## Directive
Retype the rows below word for word, leaving out the pictures.

## Entries shown
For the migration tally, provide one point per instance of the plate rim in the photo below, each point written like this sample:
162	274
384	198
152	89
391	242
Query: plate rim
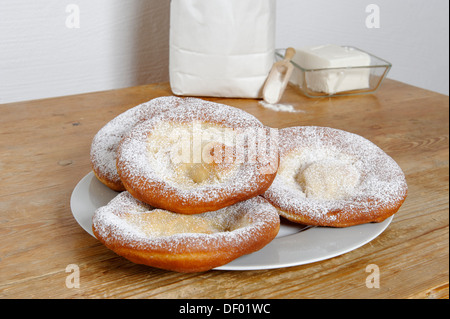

## Worked solution
For the migration tally, provide one point per instance of the plate rim in the photo below, each point written like this sample:
162	274
384	198
152	89
391	242
Query: plate rim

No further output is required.